(Data supplied)
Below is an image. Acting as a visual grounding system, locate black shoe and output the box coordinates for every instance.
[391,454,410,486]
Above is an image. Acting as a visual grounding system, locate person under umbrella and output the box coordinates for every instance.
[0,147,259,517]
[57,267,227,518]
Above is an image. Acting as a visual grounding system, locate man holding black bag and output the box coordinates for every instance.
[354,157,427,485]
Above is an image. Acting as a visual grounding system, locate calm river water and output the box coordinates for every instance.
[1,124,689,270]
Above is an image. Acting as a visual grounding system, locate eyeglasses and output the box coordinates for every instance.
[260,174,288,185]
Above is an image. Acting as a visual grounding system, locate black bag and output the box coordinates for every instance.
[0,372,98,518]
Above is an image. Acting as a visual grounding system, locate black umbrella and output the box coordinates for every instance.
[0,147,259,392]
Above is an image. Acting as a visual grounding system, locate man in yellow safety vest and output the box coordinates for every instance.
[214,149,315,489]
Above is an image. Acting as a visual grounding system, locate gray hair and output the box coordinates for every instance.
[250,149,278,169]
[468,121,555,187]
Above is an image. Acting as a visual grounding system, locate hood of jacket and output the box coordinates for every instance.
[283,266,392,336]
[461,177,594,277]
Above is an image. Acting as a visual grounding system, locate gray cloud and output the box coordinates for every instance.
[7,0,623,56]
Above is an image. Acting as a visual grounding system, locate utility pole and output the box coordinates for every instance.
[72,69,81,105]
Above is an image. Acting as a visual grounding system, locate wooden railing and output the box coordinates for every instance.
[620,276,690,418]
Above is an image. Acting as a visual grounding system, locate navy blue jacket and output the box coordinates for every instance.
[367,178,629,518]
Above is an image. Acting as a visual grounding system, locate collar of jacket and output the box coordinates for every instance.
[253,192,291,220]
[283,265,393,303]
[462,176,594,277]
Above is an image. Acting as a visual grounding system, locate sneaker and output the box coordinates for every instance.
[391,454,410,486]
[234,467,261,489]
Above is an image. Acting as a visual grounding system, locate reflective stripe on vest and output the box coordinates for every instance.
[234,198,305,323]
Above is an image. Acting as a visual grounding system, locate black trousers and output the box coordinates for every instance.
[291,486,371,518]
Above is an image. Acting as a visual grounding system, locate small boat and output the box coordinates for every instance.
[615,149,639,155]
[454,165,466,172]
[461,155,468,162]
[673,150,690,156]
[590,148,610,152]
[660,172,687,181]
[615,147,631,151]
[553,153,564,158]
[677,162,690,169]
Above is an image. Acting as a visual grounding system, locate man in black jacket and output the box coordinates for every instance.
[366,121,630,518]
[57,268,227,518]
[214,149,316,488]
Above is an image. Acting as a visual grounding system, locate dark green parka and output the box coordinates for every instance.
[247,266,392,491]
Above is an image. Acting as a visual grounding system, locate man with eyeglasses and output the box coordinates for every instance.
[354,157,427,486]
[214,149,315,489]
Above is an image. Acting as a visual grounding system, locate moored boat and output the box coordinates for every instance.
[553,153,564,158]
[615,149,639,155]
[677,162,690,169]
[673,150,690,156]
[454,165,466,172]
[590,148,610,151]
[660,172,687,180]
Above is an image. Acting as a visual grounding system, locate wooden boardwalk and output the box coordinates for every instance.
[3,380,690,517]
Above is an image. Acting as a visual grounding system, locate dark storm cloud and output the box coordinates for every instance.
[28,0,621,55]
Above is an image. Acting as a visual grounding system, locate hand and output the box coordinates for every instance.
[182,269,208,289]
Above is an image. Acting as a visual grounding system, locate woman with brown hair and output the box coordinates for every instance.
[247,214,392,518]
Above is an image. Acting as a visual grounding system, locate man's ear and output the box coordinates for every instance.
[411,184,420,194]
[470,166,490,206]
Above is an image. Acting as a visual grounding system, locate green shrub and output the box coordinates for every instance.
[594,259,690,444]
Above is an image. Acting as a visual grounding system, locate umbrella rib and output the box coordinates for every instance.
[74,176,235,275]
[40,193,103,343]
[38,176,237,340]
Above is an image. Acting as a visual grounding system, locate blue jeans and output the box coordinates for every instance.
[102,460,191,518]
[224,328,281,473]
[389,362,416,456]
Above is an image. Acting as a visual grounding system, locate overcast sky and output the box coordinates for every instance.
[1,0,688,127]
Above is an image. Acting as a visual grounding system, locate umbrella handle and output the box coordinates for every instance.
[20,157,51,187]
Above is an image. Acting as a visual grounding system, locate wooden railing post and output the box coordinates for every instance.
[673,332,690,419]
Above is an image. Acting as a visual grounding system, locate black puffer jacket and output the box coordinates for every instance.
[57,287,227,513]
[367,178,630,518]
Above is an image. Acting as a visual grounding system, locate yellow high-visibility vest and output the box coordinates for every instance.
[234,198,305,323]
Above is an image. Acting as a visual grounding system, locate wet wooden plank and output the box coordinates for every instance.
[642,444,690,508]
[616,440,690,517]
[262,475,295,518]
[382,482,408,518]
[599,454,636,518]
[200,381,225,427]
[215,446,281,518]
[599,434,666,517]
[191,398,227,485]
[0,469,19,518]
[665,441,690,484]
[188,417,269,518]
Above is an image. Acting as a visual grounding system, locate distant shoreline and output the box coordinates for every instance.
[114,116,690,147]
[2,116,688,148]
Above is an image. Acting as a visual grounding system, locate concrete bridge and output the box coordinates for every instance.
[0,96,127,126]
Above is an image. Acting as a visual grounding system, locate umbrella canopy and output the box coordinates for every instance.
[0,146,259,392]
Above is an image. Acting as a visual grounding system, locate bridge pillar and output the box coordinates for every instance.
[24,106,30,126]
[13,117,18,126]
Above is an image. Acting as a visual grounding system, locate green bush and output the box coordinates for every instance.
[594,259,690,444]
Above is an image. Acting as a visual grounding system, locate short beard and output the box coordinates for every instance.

(Prompt) The response should be every record above restated exactly.

(Result of this task)
Below is an image. Acting as a visual grounding system, locate black shoe and output the box coordinates for every instance.
[391,454,410,486]
Above is an image. Acting as a visual grounding system, locate person under umbrella and output the box coordinates for every instance.
[0,147,259,517]
[57,267,227,518]
Above is an image. Acting as a visual grounding system, locate man holding black bag and output the box coordinates for every instance.
[354,157,427,485]
Above is an image. Acting as a visual grounding system, locate calm river water and output the box coordinates for every instance.
[1,124,689,270]
Above is an image. Acting as a visual grounding system, locate eyeglasses and output the box coordinates for every instance.
[260,174,288,185]
Above is an image. Acting as a visual grounding system, locate black bag and output the box coordinates for every instance.
[0,372,98,518]
Above is an image. Acting as a visual grounding system, locate black umbrella and output the box coordinates for every instance.
[0,147,259,392]
Above is an image. Acting as a visual grounding system, locate man in yellow safety vest and output the box coordinates for every instance.
[214,149,315,489]
Above is an image. Acting as a visual grounding system, locate gray hair and output the box coordinates for every instance.
[250,149,278,169]
[468,121,555,187]
Above is an image. Acting as a visual grounding system, locate hood of jacket and output the box coordinates for every instance.
[283,266,392,336]
[461,177,594,277]
Above is an image. Acting as a visual grounding system, locate gray cloud and output the box coordinates for every instance.
[7,0,623,56]
Above is an image. Acting as a visual grounding system, locate utility pole and output the box coordinates for every instance.
[72,69,81,105]
Above is an image. Acting as a visual grounding system, locate wooden railing and output the box coordinates for every instance.
[620,276,690,418]
Above is an image. Acting as a visual grounding system, locate navy blue jacket and output the box coordinates for every instance.
[367,178,629,518]
Above is an image. Acting as a visual grounding system, locate collar of jacket and output the box coordinates for every instance.
[253,192,291,220]
[283,265,393,303]
[462,176,594,277]
Above is an image. Acting as a visual grounding system, locate sneaker and output the box coordinates for every instance.
[391,454,410,486]
[234,467,261,489]
Above is an image. Acting as a visual grounding system, locate reflective stripe on vest and output the box coordinates for every instance.
[234,198,305,323]
Above is an image. Acting as a visual grounding system, locate black trousers and output the box coordinates for every instance.
[291,486,371,518]
Above is an image. Acting as a visual grounding system, locate small boat and output the box coordinates for every instance.
[615,149,639,155]
[454,165,466,172]
[461,155,468,162]
[673,150,690,156]
[590,148,610,152]
[660,172,687,181]
[615,147,631,151]
[553,153,564,158]
[677,162,690,169]
Above is an image. Acting as a visual grounding system, locate man in black jacket and output the box coordinates for every instance.
[366,121,630,518]
[57,268,227,518]
[214,149,316,488]
Above is an image. Acting as a visual grounding system, locate dark green parka and output the box coordinates for every instance.
[247,266,392,491]
Above is an image. Acting as a visual grounding system, locate man with eyeglasses and output the box coordinates for every instance.
[354,157,427,486]
[214,149,315,489]
Above is an image. Acting as a visual grounding system, locate moored boat and output the box coordinates for every instance.
[553,153,564,158]
[615,149,639,155]
[677,162,690,169]
[673,150,690,156]
[454,165,466,172]
[590,148,610,151]
[660,172,687,180]
Above is an image. Acting as a visual grounding system, locate wooden boardwalk and output the box coordinates for every instance.
[3,380,690,517]
Above is an image. Acting as a visual grounding system, locate dark storm cloud and output the box coordinates for every instance.
[28,0,621,55]
Above is an image. Acting as a visual grounding system, locate hand and output the box coordinates for every instance.
[182,269,208,289]
Above is an image. Acting as a visual grounding system, locate woman with brown hair and output the box coordinates for every instance.
[247,214,392,518]
Above is an image. Acting as a visual grounding system, locate man's ear and output the box coordinates for every instance.
[411,184,420,194]
[470,166,490,206]
Above is an image. Acting as a visual grounding system, locate green shrub and output the box coordinates for every instance.
[594,259,690,444]
Above is an image. Acting as a visual grounding system, locate umbrella rib and output the box coordinates for every instance.
[74,176,235,275]
[40,193,103,343]
[38,176,237,340]
Above is an image. Acting as a visual grounding system, locate blue jeans and output the box coordinates for every instance.
[102,460,191,518]
[224,328,281,473]
[389,362,416,456]
Above is an image. Acting as a visual grounding system, locate overcast sky and output the box coordinates for every instance.
[1,0,688,127]
Above is an image. Acting as a visual grounding system, locate umbrella handle and output the box coordinates for every instance.
[20,157,51,187]
Above is an image. Acting as a visual grounding system, locate wooden railing post and output the box coordinates for every instance.
[673,332,690,419]
Above is an image. Acting as a visual grounding system, locate black puffer jacket and output the box coordinates for every instance.
[57,287,227,513]
[367,178,630,518]
Above is an image. Acting as a visual grounding system, locate yellow high-visibility vest and output the box coordinates for every instance.
[234,198,305,323]
Above is an image. Acting as a visual grounding system, locate wet wooden plank and output the box coordinates for every instance.
[642,444,690,508]
[616,440,690,517]
[262,475,295,518]
[382,482,408,518]
[599,454,636,518]
[200,381,225,427]
[215,446,281,518]
[599,434,666,517]
[191,398,227,485]
[0,469,19,518]
[665,441,690,484]
[188,417,269,518]
Above is an image. Acting as a visual grounding system, locate distant shoreline and output the box coordinates for every instance.
[114,116,690,147]
[2,116,688,148]
Above is an image. Acting as a visual grounding system, locate concrete bridge and output the box coordinates for every instance.
[0,96,127,126]
Above is an image. Acting as a visual grounding system, locate umbrella canopy and output the box coordinates for every instance.
[0,146,259,392]
Above is an image. Acting as a visual grounding system, locate bridge pillar and output the box coordinates for every instance.
[24,106,30,126]
[13,117,18,126]
Above is an image. Acting as a visual grounding system, locate green bush and output the box coordinates for every instance.
[594,259,690,444]
Above is an image. Acting as a visual grounding system, locate short beard and output the box coordinates for every instance.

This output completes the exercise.